Tally the lines of the records below that contain the word "then". How many are there? Reply with the number alone.

--- Data ---

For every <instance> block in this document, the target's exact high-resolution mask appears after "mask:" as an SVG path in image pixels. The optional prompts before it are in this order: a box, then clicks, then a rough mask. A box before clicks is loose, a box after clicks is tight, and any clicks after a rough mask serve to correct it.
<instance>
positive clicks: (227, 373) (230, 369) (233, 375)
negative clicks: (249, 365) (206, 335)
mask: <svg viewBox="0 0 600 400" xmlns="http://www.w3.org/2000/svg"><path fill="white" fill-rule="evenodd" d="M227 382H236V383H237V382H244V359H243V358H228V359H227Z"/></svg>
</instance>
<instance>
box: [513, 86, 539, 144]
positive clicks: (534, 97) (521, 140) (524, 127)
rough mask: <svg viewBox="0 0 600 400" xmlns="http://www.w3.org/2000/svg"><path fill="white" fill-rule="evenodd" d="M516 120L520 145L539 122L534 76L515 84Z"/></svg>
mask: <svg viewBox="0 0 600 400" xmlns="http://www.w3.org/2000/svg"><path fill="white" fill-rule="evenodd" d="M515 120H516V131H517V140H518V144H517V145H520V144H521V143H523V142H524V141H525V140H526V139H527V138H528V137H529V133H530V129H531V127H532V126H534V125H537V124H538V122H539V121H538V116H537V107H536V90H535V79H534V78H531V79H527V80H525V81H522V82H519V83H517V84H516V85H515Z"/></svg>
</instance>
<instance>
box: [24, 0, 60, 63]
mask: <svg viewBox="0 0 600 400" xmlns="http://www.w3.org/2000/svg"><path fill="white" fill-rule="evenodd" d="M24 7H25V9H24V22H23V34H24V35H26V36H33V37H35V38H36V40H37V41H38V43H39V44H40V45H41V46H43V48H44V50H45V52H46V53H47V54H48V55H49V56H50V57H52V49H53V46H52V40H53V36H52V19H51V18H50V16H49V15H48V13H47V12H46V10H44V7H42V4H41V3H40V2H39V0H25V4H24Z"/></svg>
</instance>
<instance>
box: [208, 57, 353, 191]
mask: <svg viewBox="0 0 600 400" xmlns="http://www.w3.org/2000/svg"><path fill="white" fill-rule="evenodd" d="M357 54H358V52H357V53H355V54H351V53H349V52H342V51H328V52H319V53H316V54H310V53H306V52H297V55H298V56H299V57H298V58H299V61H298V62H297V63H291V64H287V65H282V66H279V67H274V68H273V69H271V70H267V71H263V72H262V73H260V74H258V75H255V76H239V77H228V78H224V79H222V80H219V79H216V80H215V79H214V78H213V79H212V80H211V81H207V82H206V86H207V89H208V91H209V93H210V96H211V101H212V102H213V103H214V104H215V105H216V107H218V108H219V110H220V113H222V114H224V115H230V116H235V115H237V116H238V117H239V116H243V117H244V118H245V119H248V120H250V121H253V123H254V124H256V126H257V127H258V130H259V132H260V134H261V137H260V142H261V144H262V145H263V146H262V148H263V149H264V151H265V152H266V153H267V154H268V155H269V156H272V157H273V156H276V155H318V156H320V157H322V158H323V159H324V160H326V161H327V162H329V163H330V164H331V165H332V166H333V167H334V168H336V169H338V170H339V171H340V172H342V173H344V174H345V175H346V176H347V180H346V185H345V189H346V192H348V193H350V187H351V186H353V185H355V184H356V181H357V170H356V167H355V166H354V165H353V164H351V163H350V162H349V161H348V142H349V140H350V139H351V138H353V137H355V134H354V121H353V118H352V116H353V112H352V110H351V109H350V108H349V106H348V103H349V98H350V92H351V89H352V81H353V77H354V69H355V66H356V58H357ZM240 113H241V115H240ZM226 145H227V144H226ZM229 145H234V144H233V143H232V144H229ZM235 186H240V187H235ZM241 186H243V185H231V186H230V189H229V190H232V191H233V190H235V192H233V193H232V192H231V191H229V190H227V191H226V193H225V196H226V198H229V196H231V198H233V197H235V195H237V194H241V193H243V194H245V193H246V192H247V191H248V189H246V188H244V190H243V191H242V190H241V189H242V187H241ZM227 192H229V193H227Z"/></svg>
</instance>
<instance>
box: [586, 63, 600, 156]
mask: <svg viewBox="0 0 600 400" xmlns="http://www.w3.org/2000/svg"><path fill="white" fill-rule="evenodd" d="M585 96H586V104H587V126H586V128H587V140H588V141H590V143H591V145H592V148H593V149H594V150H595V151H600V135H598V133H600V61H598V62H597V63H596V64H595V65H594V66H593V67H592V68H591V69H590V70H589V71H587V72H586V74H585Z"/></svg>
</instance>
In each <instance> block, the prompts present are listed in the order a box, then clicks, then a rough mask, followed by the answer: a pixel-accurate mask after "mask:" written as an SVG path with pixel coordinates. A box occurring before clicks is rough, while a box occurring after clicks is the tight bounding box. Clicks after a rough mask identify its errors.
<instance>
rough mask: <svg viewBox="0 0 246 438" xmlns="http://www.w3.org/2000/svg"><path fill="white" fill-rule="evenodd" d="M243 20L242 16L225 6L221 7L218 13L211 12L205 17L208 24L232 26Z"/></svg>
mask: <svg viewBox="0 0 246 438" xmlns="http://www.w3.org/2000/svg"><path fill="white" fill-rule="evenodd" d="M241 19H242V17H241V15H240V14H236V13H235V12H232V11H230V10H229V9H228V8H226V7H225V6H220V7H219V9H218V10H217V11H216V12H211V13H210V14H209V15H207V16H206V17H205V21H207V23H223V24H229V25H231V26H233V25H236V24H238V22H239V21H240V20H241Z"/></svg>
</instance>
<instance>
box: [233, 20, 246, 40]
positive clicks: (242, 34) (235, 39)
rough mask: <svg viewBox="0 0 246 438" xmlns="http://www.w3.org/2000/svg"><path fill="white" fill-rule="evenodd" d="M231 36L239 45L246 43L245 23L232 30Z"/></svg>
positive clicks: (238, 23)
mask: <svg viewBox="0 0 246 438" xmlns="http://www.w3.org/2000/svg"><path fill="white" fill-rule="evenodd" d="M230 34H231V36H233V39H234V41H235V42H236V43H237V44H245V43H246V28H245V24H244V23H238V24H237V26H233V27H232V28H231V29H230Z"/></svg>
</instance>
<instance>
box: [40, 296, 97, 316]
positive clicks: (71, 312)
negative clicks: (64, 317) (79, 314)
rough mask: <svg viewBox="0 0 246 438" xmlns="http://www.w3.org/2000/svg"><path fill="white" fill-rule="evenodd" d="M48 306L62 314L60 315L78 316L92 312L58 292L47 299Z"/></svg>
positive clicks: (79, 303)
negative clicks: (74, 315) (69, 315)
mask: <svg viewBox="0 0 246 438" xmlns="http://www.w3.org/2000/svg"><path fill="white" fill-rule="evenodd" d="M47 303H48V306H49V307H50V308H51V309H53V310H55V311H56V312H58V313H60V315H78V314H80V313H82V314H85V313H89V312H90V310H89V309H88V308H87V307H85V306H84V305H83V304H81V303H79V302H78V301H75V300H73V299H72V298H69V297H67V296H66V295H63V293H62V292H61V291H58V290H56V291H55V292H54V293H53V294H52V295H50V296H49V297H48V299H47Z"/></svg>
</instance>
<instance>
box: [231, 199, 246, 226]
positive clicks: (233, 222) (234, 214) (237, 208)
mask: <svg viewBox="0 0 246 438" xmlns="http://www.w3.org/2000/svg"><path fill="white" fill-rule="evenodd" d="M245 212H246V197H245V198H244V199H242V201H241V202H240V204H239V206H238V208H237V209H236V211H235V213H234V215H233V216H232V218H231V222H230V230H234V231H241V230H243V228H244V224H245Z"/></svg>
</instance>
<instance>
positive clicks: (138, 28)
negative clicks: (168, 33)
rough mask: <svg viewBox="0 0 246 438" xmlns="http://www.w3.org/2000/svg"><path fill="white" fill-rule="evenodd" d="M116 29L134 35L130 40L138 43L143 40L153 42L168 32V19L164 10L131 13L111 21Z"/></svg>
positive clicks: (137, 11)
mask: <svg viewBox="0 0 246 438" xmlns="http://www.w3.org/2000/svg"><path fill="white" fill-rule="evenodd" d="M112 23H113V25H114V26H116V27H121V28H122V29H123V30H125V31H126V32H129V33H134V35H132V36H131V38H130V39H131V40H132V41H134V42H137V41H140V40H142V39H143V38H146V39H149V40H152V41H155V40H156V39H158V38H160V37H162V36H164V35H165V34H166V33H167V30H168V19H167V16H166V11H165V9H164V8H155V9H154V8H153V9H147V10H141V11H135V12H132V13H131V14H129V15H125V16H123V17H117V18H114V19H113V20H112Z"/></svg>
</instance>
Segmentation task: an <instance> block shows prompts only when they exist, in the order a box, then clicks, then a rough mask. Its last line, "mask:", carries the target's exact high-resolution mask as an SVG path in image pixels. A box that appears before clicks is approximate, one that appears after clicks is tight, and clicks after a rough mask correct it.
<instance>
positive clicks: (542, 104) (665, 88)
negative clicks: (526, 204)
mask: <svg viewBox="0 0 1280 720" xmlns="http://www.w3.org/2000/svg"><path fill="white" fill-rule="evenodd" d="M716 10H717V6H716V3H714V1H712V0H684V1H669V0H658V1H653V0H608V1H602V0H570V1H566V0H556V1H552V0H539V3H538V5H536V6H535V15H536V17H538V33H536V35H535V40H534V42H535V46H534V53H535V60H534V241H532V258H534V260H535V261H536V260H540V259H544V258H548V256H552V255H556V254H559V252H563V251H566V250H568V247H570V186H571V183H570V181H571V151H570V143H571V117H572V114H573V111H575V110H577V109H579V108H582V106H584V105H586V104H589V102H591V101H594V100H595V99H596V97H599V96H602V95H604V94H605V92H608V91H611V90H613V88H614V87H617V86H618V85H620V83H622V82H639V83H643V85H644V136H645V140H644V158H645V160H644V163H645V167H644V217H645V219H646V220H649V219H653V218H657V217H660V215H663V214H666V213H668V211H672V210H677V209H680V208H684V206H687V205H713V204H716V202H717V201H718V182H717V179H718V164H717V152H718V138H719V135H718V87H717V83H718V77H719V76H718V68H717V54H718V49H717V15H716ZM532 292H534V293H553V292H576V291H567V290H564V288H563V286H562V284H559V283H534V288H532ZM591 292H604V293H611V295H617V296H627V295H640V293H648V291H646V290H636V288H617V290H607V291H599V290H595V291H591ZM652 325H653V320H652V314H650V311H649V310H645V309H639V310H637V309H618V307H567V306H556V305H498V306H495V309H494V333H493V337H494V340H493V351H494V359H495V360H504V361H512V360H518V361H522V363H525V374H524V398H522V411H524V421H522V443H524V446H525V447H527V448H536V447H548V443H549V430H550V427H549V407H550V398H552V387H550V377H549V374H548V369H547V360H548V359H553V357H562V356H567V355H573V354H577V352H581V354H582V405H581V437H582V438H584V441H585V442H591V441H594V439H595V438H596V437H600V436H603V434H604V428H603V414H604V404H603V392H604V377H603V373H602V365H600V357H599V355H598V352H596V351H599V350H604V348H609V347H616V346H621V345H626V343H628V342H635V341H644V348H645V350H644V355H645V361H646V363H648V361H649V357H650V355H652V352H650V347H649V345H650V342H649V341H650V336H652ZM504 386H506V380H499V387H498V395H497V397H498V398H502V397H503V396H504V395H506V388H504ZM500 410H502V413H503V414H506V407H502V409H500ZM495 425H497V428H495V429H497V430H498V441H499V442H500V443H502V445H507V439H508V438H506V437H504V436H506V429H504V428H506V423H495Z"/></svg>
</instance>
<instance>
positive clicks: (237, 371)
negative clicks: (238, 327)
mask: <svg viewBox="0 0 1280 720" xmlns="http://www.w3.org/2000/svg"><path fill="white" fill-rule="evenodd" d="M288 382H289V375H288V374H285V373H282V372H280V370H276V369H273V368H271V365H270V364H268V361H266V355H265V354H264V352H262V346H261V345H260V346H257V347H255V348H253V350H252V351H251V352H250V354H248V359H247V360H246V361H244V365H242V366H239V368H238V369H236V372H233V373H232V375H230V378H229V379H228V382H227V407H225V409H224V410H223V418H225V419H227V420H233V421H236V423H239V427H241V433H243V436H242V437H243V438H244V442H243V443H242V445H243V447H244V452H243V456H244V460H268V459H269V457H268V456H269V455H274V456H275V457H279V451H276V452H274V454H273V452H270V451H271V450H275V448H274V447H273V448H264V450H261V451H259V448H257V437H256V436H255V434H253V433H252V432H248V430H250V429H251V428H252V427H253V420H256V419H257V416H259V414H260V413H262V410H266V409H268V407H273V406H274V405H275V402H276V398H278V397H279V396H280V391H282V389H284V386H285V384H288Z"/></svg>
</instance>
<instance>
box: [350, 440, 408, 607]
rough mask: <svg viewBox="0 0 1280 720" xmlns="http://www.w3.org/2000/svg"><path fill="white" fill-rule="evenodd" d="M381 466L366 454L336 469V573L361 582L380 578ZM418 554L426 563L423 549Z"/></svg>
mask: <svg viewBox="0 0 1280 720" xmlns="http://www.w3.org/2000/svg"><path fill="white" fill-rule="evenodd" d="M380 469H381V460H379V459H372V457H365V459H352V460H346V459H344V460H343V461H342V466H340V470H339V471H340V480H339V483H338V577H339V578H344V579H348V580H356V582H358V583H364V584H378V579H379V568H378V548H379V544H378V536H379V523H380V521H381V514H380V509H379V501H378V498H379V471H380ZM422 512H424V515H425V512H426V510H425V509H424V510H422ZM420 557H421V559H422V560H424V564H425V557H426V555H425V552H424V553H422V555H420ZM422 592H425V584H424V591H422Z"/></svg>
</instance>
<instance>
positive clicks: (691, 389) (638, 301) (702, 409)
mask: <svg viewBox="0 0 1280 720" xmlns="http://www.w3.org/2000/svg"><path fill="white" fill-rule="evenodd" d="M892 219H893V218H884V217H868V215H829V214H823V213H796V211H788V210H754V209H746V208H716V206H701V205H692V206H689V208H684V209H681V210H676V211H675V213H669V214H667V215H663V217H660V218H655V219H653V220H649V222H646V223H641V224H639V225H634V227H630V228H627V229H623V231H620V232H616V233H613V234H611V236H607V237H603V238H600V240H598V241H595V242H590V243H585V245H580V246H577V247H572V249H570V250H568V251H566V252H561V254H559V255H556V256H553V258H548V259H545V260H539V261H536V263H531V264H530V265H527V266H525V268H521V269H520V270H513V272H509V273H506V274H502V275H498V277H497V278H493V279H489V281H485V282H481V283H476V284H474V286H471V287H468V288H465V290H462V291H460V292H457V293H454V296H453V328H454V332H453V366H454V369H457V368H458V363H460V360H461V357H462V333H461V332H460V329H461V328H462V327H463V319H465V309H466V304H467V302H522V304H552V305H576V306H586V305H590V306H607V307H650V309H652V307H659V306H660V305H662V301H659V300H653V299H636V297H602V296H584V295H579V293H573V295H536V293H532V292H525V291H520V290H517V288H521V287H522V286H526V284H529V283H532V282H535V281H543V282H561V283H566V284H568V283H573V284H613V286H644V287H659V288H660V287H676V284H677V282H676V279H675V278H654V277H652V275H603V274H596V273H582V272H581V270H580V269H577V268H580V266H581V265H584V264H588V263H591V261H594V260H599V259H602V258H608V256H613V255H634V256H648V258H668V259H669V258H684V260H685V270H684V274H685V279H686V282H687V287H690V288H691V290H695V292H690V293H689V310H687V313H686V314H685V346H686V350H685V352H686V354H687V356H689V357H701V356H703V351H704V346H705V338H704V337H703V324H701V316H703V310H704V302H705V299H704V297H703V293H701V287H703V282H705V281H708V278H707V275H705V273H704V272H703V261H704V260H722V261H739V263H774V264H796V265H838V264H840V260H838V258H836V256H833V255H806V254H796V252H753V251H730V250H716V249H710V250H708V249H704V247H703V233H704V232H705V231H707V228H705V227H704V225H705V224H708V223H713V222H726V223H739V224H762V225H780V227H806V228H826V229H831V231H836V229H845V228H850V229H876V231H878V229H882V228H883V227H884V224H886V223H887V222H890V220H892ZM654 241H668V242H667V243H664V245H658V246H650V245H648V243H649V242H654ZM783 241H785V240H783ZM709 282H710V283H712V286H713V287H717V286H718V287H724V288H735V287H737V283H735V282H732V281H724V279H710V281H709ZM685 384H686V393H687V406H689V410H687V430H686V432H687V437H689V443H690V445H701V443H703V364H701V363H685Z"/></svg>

---

Exercise solution:
3